# The exercise:
What do the lines say from the one containing "Keypoint placement: for each instance of the window" to the end of the records? Restate them word for word, and only those.

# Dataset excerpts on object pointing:
>> begin

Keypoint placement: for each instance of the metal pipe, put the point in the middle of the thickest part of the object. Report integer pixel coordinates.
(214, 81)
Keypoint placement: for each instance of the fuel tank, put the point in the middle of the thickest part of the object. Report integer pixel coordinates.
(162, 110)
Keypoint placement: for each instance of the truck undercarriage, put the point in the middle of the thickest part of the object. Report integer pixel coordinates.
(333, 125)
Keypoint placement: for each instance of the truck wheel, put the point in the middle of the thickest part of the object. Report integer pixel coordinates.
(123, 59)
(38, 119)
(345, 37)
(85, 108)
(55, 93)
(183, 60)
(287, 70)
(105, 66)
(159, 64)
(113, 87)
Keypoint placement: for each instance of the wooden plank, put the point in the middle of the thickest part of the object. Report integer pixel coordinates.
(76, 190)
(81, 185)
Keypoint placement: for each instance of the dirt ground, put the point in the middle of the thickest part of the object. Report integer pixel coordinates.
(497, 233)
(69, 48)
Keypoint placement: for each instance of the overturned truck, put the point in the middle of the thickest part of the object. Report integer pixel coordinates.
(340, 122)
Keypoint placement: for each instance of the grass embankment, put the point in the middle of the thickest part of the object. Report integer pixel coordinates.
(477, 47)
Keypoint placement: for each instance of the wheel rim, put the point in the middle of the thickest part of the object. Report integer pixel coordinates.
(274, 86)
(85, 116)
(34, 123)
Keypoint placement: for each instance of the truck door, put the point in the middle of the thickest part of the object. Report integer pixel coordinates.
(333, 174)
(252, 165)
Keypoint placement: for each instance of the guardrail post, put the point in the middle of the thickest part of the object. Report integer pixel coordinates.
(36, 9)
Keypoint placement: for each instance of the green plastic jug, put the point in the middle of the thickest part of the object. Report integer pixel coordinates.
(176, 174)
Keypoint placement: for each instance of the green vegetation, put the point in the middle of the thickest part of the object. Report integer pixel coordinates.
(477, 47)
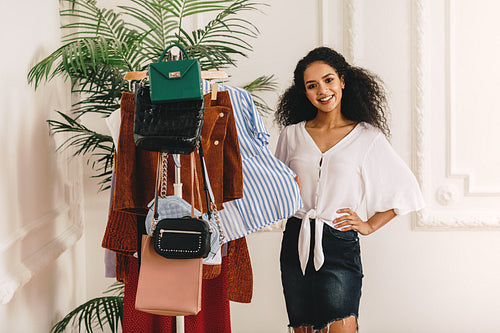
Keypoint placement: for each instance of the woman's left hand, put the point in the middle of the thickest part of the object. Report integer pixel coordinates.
(351, 221)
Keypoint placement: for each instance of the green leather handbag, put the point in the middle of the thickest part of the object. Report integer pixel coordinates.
(178, 80)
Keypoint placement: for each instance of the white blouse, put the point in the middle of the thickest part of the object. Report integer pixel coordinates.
(361, 172)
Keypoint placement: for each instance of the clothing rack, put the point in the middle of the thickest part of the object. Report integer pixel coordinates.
(207, 75)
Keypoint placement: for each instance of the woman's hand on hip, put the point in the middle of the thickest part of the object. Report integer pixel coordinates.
(351, 221)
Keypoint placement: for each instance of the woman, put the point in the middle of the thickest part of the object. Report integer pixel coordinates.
(335, 140)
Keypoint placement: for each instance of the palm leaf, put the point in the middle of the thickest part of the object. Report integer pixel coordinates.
(265, 83)
(101, 45)
(95, 313)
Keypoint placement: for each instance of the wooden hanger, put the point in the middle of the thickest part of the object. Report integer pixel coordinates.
(207, 75)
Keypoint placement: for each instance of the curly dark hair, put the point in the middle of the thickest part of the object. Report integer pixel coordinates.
(363, 98)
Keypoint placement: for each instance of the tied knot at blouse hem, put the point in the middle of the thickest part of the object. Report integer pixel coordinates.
(361, 172)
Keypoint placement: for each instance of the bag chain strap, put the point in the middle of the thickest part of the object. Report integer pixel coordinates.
(164, 175)
(213, 207)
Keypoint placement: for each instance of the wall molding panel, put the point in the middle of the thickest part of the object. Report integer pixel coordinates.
(452, 202)
(47, 220)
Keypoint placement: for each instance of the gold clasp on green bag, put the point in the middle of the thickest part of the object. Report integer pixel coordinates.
(173, 75)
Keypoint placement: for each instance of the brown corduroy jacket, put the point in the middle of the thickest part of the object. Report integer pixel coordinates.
(135, 172)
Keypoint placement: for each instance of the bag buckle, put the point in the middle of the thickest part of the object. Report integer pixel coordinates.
(173, 75)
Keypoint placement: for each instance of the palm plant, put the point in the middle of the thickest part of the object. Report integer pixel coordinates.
(99, 46)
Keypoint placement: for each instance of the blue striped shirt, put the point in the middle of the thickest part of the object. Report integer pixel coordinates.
(270, 193)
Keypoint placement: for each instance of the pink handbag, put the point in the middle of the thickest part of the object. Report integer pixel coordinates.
(168, 287)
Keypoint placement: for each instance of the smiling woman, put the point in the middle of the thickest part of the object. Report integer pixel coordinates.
(334, 141)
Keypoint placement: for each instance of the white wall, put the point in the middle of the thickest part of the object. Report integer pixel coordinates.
(42, 261)
(416, 281)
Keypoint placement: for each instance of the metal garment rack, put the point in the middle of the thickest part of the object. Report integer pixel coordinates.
(179, 320)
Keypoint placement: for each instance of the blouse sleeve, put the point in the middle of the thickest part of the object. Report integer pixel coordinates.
(281, 147)
(389, 183)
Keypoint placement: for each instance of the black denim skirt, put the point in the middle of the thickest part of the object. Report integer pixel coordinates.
(332, 293)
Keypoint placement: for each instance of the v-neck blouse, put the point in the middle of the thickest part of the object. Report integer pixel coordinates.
(361, 172)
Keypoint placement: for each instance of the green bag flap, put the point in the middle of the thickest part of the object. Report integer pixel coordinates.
(172, 70)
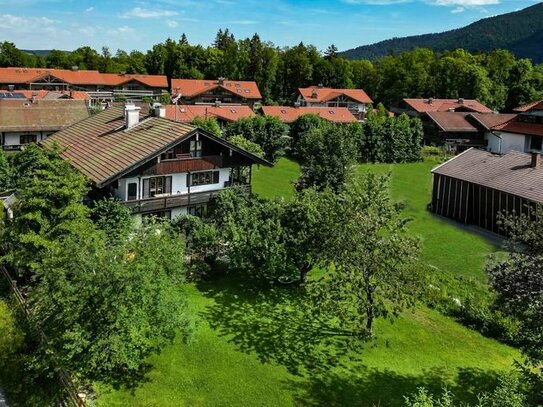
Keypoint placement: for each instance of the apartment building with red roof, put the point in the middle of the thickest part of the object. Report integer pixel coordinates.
(25, 121)
(289, 114)
(99, 86)
(417, 107)
(224, 114)
(356, 100)
(196, 91)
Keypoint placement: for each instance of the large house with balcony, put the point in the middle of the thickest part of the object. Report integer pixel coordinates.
(356, 100)
(209, 92)
(99, 86)
(419, 107)
(154, 165)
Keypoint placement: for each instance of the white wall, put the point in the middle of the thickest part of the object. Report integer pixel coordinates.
(508, 142)
(179, 184)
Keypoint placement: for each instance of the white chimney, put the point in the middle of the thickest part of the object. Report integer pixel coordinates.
(131, 115)
(159, 110)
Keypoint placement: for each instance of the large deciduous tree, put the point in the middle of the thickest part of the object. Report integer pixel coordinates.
(372, 258)
(517, 280)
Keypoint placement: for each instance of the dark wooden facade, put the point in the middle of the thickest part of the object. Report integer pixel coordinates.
(474, 204)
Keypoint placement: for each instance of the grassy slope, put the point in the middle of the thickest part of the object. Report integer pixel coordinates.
(243, 350)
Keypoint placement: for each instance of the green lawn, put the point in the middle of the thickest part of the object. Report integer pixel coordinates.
(251, 348)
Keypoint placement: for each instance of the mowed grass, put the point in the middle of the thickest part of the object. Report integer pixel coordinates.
(245, 352)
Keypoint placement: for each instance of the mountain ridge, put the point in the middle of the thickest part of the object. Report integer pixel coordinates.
(520, 32)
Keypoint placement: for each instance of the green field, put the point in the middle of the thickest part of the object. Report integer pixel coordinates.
(248, 352)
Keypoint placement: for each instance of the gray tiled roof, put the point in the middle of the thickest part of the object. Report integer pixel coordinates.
(511, 173)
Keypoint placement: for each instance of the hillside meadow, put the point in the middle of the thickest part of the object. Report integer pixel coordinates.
(248, 351)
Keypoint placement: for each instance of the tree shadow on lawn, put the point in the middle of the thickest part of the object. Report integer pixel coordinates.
(270, 323)
(273, 323)
(371, 387)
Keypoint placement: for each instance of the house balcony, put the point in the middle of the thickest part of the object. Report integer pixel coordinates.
(170, 201)
(188, 164)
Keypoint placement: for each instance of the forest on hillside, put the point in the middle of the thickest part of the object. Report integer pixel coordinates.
(497, 79)
(520, 32)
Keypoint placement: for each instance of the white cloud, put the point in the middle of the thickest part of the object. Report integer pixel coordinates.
(138, 12)
(242, 22)
(16, 22)
(464, 3)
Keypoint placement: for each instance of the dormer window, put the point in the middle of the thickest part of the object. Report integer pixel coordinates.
(196, 148)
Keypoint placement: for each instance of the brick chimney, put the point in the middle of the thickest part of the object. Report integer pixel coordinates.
(131, 115)
(159, 110)
(536, 159)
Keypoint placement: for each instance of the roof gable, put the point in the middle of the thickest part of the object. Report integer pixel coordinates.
(288, 114)
(317, 94)
(103, 149)
(193, 87)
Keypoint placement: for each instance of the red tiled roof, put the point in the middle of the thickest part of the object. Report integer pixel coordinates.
(153, 81)
(444, 105)
(538, 105)
(43, 115)
(514, 126)
(511, 173)
(193, 87)
(288, 114)
(77, 77)
(47, 94)
(452, 121)
(318, 94)
(187, 113)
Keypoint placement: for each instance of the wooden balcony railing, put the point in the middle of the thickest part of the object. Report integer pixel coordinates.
(177, 200)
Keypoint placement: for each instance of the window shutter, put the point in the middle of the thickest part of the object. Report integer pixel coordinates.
(146, 188)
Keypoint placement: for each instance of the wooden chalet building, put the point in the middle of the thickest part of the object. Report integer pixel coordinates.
(356, 100)
(152, 164)
(460, 130)
(288, 114)
(195, 91)
(476, 186)
(24, 121)
(418, 107)
(224, 114)
(99, 86)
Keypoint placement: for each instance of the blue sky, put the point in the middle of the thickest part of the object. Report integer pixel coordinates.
(128, 24)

>> end

# Full response:
Keypoint placement: for each instance of the window shutter, put the point in the middle of the thickest part of the object. Report integer pixel coordinates.
(146, 188)
Keypoint placement: for each instance of the wooden chalet building, put the point in the middle of the thickest part of the object. Report integer pixel coordinates.
(356, 100)
(152, 164)
(460, 130)
(288, 114)
(195, 91)
(476, 186)
(24, 121)
(418, 107)
(224, 114)
(99, 86)
Keypoint placement: for each instance of the blue sky, put the point in the middle of the thickest part of the object. Report integer pixel coordinates.
(128, 24)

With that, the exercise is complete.